Some data:
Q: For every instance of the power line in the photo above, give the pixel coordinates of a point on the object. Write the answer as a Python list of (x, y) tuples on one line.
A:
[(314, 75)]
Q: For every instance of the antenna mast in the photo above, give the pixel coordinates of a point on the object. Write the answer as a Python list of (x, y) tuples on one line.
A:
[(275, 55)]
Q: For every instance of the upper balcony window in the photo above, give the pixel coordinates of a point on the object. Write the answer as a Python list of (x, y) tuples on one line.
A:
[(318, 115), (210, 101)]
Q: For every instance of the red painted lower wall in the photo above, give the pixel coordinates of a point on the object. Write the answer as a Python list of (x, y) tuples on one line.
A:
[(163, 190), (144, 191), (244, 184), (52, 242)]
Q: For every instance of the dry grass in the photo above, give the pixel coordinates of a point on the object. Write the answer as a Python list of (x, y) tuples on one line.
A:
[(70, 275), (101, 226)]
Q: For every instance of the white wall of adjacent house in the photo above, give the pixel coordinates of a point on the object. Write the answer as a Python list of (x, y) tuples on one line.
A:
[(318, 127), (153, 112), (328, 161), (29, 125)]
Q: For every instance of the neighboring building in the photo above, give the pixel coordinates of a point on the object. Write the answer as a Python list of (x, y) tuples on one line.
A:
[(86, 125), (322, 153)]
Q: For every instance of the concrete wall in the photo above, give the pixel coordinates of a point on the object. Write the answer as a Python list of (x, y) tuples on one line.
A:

Description of the task: Reproduce the data above verbatim, from the first line to the last.

The reply:
Q: For every instance of the power line in the photo above, give the pixel coordinates of a point on the object. Write the answer as a Python list of (x, y) tuples on one line.
A:
[(314, 75)]
Q: For every instance of the antenna mast in the photo above, give the pixel coordinates of a point on the object. Write the answer as a Python list of (x, y) tuples on one line.
A:
[(275, 55)]
Q: For every instance of the upper balcony window in the photo above, give the pixel coordinates of a point on the object. Write the answer as a Python list of (x, y) tuples on one line.
A:
[(318, 115), (210, 101)]
Q: For every instance of the red painted lower wall in the photo above, give the pixel coordinates of a point on the object. Write the answer as a Python list of (x, y) tuples on one line.
A:
[(163, 190), (144, 191), (244, 184), (52, 242)]
Q: For every instance of the dry grass in the photo above, give the pixel coordinates of a point on the object. Write the answer as a Python list of (x, y) tuples on one line.
A:
[(70, 275), (101, 226)]
Q: For every instance of the white wall of adjacent house in the photo above, give the pixel coordinates of a point on the object. Write the answer as a Python list of (x, y) tuples on one line.
A:
[(318, 127), (153, 112), (328, 161), (29, 125)]
Q: For every instance of the neighboring building in the photo above, give the pixel coordinates of a point on the object. Write the answer as a Python list of (x, y) tuples on one line.
A:
[(86, 125), (322, 153)]
Q: For every instance of the concrete wall in the photo above, give the pixel coordinates of a point on the object. Write the answer as a Python list of (x, y) tuples on one line.
A:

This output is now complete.